[Start of SUPPLIED TEXT]

= Italian Damone =

Strategy board game

Italian Damone is a two-player abstract strategy board game from Italy. It belongs to the draughts (checkers) family, and it is specifically a diagonal checkers variant. Each player's pieces are initially placed on two opposite corners of the board and move towards the opposite corner with the possibility of promotion for most of its pieces. The flow of the game is generally between these two opposite corners hence the diagonality of the game. Each player only has eight pieces to start the game, which is relatively small compared to most checker variants. Unlike the undifferentiated pieces as found in most checker variants at the beginning of the game, the pieces in Italian Damone are already differentiated by rank. The pieces are ranked from high to low as Damone, Damas, and Pedine. The Damone is sometimes referred to as Imperatore. The standard game has 1 Damone, 2 Damas, and 5 Pedines for each player. A player's piece can only capture an opposing piece if the opposing piece is the same rank or lower; therefore, it cannot capture a higher ranked piece.

As mentioned earlier, Italian Damone is an example of diagonal checkers. But among non-diagonal checkers, the game closely resembles Italian draughts and Dablot Prejjesne as these games have the common feature that pieces can only capture opposing pieces of the same rank or lower.

There are a few variants of Italian Damone. One variant starts off with 3 Damas and 3 Pedines with no Damones. Another variant requires only the capture of all Damones to win the game which makes the game more dynamic, and resembles Chess.

In Italian, Damone means "big king", Dama means "king", and Pedine means "checker man".

== Goal ==

In the standard game, the player who captures all their opponent's pieces is the winner. Alternatively, stalemating the enemy's pieces by not allowing them to move is a win for a player.

In some other variants, it is enough only for a player to capture all their opponent's Damones to win the game.

== Equipment ==

A standard 8 x 8 draughts board is used. In the standard game, each player has 1 Damone, 2 Damas, and 5 Pedines. One plays the red pieces, and the other player plays the black pieces.

Another variant consist of 3 Damas and 3 Pedines, but no Damones. However, pieces can be promoted to higher ranks such as Damone.

[End of SUPPLIED TEXT]

◆ **LIST OF TASKS**:
a. The Italian Damone text classifies the game as diagonal checkers. Explain why, in one to three sentences.
b. According to the Italian Damone text, what does the word "Damone" mean in Italian?

[Start of RECORD LIST]

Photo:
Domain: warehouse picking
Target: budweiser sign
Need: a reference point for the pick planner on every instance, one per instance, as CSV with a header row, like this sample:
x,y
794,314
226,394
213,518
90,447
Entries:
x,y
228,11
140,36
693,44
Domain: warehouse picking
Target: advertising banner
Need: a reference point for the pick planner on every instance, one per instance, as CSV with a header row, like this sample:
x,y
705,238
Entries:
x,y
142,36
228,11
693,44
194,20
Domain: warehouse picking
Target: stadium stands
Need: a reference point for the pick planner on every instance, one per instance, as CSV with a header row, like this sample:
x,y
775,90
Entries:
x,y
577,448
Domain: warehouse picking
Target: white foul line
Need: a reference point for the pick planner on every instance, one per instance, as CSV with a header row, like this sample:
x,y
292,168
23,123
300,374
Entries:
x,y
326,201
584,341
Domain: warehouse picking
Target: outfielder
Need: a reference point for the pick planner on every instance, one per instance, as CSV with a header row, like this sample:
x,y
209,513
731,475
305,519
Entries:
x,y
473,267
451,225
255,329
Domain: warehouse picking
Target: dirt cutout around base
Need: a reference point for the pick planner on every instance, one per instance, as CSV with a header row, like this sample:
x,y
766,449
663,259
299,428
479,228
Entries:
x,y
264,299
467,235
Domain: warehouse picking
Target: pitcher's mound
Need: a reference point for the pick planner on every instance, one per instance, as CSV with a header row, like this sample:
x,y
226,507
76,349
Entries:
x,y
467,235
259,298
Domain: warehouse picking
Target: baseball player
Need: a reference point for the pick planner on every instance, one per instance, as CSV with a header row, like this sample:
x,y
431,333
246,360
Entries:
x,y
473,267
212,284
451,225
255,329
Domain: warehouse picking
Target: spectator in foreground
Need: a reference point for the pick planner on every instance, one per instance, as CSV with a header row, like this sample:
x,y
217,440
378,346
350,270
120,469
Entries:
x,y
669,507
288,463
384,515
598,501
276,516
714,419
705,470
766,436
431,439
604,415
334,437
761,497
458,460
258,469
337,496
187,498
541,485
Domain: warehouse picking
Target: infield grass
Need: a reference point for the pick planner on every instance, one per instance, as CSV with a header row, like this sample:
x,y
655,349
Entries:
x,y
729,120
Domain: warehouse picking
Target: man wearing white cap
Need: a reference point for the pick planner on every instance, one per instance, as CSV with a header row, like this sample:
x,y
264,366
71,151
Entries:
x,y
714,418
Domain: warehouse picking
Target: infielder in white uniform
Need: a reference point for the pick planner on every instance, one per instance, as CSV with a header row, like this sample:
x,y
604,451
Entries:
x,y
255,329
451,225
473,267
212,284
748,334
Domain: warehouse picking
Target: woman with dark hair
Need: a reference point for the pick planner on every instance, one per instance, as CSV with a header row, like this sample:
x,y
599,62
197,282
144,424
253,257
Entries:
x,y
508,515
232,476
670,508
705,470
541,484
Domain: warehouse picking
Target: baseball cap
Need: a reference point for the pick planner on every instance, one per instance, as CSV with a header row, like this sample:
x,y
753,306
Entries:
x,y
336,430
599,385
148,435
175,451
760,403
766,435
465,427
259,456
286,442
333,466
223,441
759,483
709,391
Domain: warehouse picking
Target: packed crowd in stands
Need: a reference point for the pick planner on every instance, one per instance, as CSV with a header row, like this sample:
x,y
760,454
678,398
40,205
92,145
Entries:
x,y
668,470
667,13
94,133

[End of RECORD LIST]

◆ **SOLUTIONS TO EACH TASK**:
a. Each player's pieces start on two opposite corners of the board and move toward the opposite corner. Play therefore flows mainly between those two corners, which gives the game its diagonality.

b. It means "big king."